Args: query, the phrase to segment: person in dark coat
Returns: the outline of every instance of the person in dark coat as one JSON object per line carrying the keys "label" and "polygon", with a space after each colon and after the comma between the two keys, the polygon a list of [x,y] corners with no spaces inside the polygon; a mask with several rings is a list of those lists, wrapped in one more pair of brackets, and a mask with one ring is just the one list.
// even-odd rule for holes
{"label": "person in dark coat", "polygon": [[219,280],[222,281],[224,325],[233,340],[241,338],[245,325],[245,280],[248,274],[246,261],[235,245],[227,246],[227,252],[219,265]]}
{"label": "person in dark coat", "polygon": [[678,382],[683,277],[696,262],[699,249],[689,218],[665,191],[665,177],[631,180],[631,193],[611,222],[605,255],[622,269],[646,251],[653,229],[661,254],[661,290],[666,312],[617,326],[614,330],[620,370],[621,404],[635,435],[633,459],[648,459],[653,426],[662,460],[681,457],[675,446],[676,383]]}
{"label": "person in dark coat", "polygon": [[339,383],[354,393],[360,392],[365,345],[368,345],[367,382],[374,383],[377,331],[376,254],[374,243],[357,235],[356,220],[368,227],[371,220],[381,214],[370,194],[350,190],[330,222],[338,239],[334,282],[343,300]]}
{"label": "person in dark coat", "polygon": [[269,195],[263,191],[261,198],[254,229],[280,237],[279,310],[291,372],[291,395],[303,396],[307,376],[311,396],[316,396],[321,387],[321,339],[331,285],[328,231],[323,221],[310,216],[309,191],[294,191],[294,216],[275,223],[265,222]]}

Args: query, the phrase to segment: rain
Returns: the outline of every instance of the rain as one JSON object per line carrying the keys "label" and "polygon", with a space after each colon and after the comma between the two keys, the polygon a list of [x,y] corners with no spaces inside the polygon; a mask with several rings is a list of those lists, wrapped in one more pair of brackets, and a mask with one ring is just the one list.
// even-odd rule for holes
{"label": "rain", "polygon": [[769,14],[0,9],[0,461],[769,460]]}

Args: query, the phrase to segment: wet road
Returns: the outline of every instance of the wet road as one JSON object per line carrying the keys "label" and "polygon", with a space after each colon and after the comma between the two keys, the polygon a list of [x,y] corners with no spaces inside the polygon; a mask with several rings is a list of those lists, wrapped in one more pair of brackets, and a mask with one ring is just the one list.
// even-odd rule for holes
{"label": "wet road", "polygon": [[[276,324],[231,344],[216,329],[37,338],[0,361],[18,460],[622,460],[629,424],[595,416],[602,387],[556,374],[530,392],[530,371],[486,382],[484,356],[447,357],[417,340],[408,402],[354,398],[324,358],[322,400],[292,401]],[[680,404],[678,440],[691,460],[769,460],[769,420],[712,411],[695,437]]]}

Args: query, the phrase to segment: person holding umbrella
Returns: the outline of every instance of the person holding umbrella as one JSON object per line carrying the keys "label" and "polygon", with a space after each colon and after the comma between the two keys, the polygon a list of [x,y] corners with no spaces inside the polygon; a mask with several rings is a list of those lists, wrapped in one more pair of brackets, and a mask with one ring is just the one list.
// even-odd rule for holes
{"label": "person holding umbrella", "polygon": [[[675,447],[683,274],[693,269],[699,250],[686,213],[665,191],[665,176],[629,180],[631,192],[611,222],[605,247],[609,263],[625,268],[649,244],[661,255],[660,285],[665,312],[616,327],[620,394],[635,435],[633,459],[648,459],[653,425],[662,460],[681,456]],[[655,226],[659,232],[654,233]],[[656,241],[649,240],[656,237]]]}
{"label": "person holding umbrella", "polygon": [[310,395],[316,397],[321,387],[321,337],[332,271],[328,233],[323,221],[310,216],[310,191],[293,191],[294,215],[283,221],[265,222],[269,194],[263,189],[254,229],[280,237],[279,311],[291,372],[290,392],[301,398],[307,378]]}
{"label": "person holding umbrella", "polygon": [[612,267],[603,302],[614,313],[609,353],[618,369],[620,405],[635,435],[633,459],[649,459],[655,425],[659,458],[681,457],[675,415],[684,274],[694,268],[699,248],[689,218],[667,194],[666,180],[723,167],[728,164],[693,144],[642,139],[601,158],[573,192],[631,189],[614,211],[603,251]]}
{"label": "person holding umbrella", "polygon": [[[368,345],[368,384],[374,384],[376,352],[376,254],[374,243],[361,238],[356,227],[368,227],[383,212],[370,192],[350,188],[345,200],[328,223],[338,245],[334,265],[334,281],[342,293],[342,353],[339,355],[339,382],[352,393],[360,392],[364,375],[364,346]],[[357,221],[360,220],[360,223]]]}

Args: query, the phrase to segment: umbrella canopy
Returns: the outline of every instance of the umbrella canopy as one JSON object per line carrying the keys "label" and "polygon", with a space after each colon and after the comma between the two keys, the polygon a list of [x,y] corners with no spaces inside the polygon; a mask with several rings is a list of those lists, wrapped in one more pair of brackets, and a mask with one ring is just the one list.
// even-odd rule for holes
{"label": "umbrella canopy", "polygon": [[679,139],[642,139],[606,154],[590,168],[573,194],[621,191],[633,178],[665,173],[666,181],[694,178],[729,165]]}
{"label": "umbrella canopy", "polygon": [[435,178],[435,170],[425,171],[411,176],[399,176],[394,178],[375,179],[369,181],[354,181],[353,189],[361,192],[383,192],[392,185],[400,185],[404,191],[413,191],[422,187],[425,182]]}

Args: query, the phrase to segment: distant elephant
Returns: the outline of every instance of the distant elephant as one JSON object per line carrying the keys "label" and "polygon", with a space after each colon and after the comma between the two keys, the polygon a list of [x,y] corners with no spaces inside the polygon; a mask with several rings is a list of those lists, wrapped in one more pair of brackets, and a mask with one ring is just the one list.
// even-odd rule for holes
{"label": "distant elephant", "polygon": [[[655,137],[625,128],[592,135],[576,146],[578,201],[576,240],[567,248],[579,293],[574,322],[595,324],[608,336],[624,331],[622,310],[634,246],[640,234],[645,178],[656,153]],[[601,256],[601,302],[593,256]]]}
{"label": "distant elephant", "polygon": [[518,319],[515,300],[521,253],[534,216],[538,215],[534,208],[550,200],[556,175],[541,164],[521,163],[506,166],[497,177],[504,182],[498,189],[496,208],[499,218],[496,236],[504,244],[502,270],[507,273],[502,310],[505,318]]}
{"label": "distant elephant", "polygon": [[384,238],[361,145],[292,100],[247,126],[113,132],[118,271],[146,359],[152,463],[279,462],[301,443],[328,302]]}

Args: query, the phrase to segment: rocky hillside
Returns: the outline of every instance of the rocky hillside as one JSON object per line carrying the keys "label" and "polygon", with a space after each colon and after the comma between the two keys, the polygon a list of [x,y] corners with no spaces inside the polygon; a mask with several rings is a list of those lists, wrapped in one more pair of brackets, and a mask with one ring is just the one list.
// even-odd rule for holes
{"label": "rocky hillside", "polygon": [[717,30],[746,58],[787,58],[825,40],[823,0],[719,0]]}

--------------------

Problem | Update the listing above by swapping every "outline" for "contour" and leave everything else unchanged.

Output of the exercise |
Args: query, the phrase to segment: person in dark coat
Returns: the contour of every instance of the person in dark coat as one JSON object per line carrying the keys "label" and "polygon", with a space after each colon and after the comma between the two keys, the polygon a list of [x,y] corners with no spaces inside the polygon; a mask with several rings is a list of those lists, wrapped in one more pair of brackets, and a mask with one ring is just the one list.
// even-odd rule for holes
{"label": "person in dark coat", "polygon": [[219,280],[222,281],[224,325],[233,340],[241,338],[245,325],[245,280],[248,274],[246,261],[235,245],[227,246],[227,252],[219,265]]}
{"label": "person in dark coat", "polygon": [[678,382],[683,277],[696,262],[699,249],[689,218],[665,191],[665,177],[631,180],[631,193],[611,222],[605,255],[622,269],[646,251],[653,229],[661,254],[661,290],[666,312],[617,326],[614,330],[620,370],[621,404],[635,435],[633,459],[648,459],[653,426],[662,460],[681,457],[675,446],[676,383]]}
{"label": "person in dark coat", "polygon": [[339,383],[354,393],[360,392],[365,345],[368,345],[367,382],[374,383],[377,331],[376,254],[374,243],[357,235],[356,220],[368,227],[371,220],[381,214],[370,194],[350,190],[330,222],[338,239],[334,282],[343,300]]}
{"label": "person in dark coat", "polygon": [[269,195],[263,191],[261,198],[254,229],[280,237],[279,310],[291,372],[291,395],[303,396],[307,376],[311,396],[316,396],[321,387],[321,339],[331,285],[328,231],[323,221],[310,216],[309,191],[294,191],[294,216],[275,223],[265,222]]}

Args: query, the phrase to segment: rain
Returns: the contour of every instance of the rain as one JSON object per line carrying the keys "label" and "polygon", with a space after each colon and after the comma between the two keys, the polygon a list of [x,y] corners with no spaces inside the polygon; a mask with several rings is a list of those lists, wrapped in one more pair of brackets, and a mask with one ring is just the one list.
// even-odd rule for holes
{"label": "rain", "polygon": [[769,14],[0,9],[0,461],[769,460]]}

Args: query, the phrase to segment: wet road
Returns: the contour of every instance of the wet road as one JSON object per line carrying the keys "label" and "polygon", with a space after each colon and after the comma between the two keys, the polygon a list of [x,y] corners with no spaces inside the polygon; a mask with several rings is a list of those lists, wrapped in one more pair of brackets, and a mask with one ring is just the one list.
// even-odd rule for holes
{"label": "wet road", "polygon": [[[276,324],[231,344],[216,329],[37,338],[0,361],[18,460],[622,460],[629,424],[595,416],[602,387],[556,374],[530,392],[530,371],[486,382],[484,356],[447,357],[417,340],[408,402],[354,398],[324,358],[322,400],[292,401]],[[680,404],[678,440],[691,460],[769,460],[769,420],[712,411],[695,437]]]}

Args: query, the phrase to segment: person holding umbrella
Returns: the contour of every instance of the person holding umbrella as one JSON object per line carrying the keys "label" and "polygon", with a space after each colon and after the comma between the two keys, the polygon a list of [x,y] corners with no spaces inside the polygon; a mask with several rings is a list of those lists, wrapped in one more pair of brackets, and a mask with one ring is just the one list.
// even-odd rule for holes
{"label": "person holding umbrella", "polygon": [[[675,447],[683,274],[693,269],[699,250],[686,213],[665,191],[665,176],[629,180],[631,192],[611,222],[605,247],[609,263],[625,268],[649,244],[661,255],[660,285],[665,312],[616,327],[620,394],[635,435],[633,459],[648,459],[653,425],[662,460],[681,456]],[[655,226],[659,232],[654,233]],[[656,241],[649,240],[656,237]]]}
{"label": "person holding umbrella", "polygon": [[310,395],[316,397],[321,387],[321,337],[332,271],[328,233],[323,221],[310,216],[310,191],[293,191],[294,215],[283,221],[265,222],[269,194],[263,189],[254,229],[280,237],[279,311],[291,372],[290,392],[301,398],[307,378]]}
{"label": "person holding umbrella", "polygon": [[612,267],[603,302],[614,313],[609,353],[618,369],[620,405],[635,435],[633,459],[649,459],[655,425],[659,458],[681,457],[675,415],[684,274],[694,268],[699,248],[689,218],[667,194],[666,180],[723,167],[728,164],[693,144],[642,139],[601,158],[573,192],[631,189],[614,211],[603,251]]}
{"label": "person holding umbrella", "polygon": [[[368,345],[368,384],[374,384],[376,352],[376,254],[374,243],[361,238],[356,227],[368,227],[383,212],[370,192],[350,188],[345,200],[328,223],[338,245],[334,265],[334,281],[342,293],[342,353],[339,355],[339,382],[352,393],[360,392],[364,375],[364,346]],[[357,221],[360,220],[360,223]]]}

Args: query, the phrase to segment: umbrella canopy
Returns: the contour of every instance of the umbrella canopy as one JSON object per line carrying the keys "label" and "polygon", with a space after each colon and after the comma between the two keys, the polygon a list of [x,y] corners with no spaces inside the polygon; a mask with several rings is a list of those lists, wrapped in one more pair of brackets, and a mask with one ring is just the one list.
// even-odd rule for holes
{"label": "umbrella canopy", "polygon": [[679,139],[642,139],[606,154],[590,168],[573,194],[621,191],[633,178],[665,173],[666,181],[694,178],[729,165]]}
{"label": "umbrella canopy", "polygon": [[435,178],[435,170],[425,171],[411,176],[399,176],[394,178],[375,179],[369,181],[354,181],[353,189],[361,192],[383,192],[392,185],[400,185],[404,191],[413,191],[422,187],[425,182]]}

Args: query, the phrase to segment: distant elephant
Returns: the contour of every instance of the distant elephant as one JSON object per line carrying the keys "label" and "polygon", with a space after each colon and after the comma between the two keys, the polygon a list of [x,y] corners with no spaces inside the polygon; a mask with several rings is a list of those lists, wrapped in one more pair of brackets, and a mask with one ring is just the one list.
// even-odd rule for holes
{"label": "distant elephant", "polygon": [[[655,137],[625,128],[592,135],[576,146],[578,201],[576,240],[567,248],[579,293],[574,322],[595,324],[608,336],[624,331],[622,310],[634,246],[640,234],[645,178],[656,153]],[[601,256],[601,302],[593,256]]]}
{"label": "distant elephant", "polygon": [[518,319],[515,300],[521,253],[534,216],[538,215],[534,208],[550,200],[556,175],[541,164],[521,163],[506,166],[497,177],[504,182],[498,189],[496,208],[499,218],[496,236],[504,244],[502,270],[507,273],[502,310],[505,318]]}
{"label": "distant elephant", "polygon": [[384,238],[361,145],[292,100],[247,126],[113,132],[118,271],[146,359],[152,463],[279,462],[301,443],[328,302]]}

Args: query, the phrase to segment: rocky hillside
Returns: the contour of every instance of the rocky hillside as one JSON object per line carrying the keys "label" and "polygon", with a space after each colon and after the comma between the two keys, the polygon a list of [x,y] corners with no spaces inside the polygon; a mask with several rings is a list of those lists, wrapped in one more pair of brackets, and a mask with one ring is just the one list.
// even-odd rule for holes
{"label": "rocky hillside", "polygon": [[717,30],[746,58],[787,58],[825,40],[823,0],[719,0]]}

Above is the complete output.